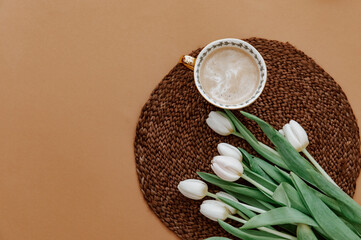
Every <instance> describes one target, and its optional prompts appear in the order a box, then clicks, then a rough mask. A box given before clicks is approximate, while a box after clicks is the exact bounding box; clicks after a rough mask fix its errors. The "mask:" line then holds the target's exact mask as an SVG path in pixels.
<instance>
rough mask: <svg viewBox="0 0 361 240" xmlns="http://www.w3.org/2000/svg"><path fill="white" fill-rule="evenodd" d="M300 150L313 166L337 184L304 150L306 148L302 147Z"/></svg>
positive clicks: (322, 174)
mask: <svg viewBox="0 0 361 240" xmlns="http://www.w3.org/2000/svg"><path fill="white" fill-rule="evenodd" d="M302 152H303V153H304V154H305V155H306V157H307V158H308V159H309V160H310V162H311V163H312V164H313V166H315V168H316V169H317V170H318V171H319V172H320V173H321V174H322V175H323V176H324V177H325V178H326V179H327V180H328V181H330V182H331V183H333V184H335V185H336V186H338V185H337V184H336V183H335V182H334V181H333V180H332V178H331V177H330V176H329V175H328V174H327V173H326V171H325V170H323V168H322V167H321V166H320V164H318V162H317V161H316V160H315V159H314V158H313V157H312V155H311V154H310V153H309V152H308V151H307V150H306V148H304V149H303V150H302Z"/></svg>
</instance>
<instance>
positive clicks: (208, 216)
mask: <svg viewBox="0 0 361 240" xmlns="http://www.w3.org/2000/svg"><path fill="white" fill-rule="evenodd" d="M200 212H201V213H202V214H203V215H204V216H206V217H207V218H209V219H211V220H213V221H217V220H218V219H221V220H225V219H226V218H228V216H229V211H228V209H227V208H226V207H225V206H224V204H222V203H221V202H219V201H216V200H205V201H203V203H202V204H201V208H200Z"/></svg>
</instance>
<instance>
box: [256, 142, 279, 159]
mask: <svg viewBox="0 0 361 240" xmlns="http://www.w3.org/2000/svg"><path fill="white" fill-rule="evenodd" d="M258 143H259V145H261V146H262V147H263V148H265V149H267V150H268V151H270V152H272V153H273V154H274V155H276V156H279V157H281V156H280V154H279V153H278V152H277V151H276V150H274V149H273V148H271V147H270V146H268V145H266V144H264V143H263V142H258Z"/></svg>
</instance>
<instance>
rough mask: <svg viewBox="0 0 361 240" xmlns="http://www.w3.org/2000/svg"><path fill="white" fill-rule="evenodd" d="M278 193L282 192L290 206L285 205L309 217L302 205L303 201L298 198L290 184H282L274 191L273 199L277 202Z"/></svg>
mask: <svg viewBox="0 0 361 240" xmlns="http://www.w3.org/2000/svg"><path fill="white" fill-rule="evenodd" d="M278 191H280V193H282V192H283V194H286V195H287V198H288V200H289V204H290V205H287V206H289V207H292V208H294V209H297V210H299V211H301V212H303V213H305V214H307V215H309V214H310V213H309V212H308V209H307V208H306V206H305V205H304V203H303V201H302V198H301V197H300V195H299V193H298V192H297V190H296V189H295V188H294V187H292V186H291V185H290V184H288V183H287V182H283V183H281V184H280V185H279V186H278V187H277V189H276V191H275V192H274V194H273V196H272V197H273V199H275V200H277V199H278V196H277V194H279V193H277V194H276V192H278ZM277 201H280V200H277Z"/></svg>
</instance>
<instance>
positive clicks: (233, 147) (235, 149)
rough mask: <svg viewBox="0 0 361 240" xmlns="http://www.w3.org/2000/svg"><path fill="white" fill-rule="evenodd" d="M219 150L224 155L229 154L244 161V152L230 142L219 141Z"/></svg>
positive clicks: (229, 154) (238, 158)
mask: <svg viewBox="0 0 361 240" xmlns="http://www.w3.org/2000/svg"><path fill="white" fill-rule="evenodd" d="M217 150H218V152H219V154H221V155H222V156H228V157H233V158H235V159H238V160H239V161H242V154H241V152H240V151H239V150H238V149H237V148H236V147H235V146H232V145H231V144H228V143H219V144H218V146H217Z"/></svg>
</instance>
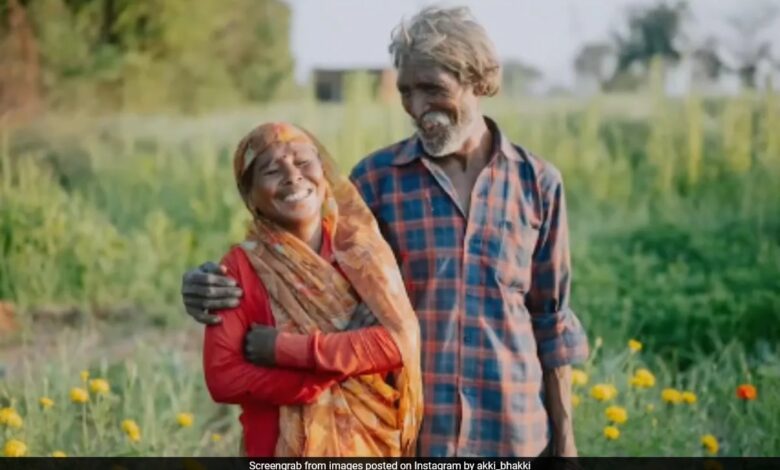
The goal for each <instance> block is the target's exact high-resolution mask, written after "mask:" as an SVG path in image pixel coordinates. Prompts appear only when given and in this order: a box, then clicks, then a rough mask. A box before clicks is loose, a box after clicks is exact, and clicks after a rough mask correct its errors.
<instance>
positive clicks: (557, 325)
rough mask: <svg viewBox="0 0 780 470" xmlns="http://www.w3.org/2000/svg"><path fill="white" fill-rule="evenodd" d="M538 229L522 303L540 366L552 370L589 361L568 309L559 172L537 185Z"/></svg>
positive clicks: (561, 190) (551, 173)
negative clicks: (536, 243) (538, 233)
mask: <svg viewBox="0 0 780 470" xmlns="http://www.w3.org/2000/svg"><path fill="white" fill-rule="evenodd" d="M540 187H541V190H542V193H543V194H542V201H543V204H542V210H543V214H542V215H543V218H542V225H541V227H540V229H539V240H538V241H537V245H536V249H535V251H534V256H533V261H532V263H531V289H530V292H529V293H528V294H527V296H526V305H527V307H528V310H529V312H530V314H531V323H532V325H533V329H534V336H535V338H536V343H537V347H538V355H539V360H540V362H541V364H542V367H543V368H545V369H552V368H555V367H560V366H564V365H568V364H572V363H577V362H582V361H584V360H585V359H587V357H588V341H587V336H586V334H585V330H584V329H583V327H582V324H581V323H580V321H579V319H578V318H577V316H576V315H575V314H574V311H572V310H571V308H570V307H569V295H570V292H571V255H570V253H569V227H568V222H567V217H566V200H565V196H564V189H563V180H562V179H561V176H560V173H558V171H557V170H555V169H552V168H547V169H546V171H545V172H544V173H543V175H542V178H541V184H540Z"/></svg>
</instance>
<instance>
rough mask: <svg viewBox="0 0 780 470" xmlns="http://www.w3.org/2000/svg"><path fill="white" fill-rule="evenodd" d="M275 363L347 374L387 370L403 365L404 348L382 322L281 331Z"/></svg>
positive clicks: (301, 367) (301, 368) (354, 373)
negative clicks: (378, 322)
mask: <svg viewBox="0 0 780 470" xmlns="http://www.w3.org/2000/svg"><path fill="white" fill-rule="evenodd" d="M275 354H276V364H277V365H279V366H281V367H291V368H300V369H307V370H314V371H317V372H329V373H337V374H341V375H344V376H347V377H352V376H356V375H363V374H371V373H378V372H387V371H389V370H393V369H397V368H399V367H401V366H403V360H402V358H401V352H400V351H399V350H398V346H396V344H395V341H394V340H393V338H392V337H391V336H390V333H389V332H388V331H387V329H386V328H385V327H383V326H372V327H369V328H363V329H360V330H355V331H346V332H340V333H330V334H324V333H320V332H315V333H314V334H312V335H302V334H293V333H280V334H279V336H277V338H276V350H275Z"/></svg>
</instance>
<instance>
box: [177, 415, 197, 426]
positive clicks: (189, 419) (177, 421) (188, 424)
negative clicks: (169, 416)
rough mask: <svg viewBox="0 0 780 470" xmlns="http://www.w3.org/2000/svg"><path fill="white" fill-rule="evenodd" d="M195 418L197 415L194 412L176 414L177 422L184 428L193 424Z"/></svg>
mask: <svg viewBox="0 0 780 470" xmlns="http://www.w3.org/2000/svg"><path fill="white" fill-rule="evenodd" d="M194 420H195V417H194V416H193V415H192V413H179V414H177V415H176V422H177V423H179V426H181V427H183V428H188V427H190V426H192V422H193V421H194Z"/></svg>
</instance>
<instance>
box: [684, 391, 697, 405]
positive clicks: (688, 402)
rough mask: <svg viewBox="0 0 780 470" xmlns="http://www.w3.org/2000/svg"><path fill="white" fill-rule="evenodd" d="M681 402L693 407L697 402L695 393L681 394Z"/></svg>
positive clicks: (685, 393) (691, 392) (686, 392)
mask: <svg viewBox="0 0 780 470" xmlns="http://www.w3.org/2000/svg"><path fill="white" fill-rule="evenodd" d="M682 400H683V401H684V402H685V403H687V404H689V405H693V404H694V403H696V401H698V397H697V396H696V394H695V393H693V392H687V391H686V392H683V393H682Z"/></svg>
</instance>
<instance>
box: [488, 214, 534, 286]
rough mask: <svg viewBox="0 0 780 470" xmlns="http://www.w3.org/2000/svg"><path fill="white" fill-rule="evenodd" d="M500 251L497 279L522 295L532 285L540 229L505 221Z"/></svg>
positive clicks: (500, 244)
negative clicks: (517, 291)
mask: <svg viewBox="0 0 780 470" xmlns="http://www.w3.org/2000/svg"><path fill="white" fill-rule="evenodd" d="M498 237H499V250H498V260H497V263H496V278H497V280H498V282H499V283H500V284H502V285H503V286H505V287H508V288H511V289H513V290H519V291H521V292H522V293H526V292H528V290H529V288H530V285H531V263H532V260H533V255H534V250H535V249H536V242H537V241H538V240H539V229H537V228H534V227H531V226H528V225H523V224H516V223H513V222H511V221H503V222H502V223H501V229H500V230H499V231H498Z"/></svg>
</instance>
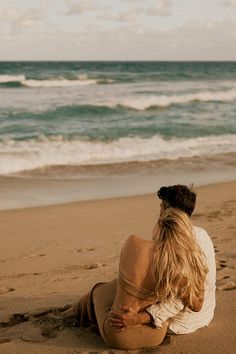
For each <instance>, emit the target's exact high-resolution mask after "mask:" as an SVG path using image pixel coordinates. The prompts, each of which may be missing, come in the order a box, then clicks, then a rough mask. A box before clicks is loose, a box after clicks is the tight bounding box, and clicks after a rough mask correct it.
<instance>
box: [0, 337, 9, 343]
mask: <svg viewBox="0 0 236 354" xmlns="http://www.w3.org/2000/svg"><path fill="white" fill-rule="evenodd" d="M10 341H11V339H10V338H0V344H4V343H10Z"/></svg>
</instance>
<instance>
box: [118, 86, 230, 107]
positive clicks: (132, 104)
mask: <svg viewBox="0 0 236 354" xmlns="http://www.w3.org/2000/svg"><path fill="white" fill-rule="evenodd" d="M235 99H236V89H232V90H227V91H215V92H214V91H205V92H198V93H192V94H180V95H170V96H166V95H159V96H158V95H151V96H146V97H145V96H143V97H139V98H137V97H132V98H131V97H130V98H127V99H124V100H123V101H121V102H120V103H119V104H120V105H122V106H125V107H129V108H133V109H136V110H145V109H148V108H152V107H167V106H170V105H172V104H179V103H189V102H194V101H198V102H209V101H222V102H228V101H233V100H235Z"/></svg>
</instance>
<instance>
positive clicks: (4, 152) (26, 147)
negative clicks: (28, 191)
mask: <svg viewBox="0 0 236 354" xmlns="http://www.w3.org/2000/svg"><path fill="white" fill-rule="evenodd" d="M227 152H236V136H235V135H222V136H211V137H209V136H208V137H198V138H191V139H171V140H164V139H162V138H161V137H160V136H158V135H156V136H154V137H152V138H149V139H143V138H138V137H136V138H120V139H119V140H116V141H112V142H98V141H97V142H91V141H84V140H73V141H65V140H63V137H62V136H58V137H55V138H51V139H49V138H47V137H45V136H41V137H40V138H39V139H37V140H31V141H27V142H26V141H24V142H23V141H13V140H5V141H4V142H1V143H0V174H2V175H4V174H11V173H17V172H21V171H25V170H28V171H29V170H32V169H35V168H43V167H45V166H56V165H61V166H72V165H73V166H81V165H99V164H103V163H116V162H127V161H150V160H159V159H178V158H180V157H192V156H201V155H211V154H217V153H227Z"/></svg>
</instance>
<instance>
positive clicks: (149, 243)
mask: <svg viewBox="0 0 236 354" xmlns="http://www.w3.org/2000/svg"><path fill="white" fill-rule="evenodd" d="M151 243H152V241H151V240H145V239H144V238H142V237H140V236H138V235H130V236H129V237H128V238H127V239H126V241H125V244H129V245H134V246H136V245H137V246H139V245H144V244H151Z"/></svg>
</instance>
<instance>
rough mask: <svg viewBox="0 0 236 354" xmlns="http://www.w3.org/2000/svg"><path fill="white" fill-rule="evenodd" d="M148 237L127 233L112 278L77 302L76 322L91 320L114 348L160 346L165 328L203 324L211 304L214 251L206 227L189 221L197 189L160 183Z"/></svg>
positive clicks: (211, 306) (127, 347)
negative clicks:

### Brief
Reproduce the records from their start through the line holding "positive clicks: (322, 174)", inclusive, swapping "approximate" for "rough" and leaving everything else as it is. Leave the pictures out.

### Expected output
Every <instance> describes one target, and its optional prompts appear in the order a box, then clicks, then a rough mask. A box given before clicks is rough, while a box after clicks is the exact bounding box; clicks after a rough mask fix its errors. The "mask:" line then holds the target's exact mask as an SVG path in pixels.
<instance>
rough mask: <svg viewBox="0 0 361 240" xmlns="http://www.w3.org/2000/svg"><path fill="white" fill-rule="evenodd" d="M300 150L313 166L337 184L304 150L306 148L302 147Z"/></svg>
positive clicks: (322, 174)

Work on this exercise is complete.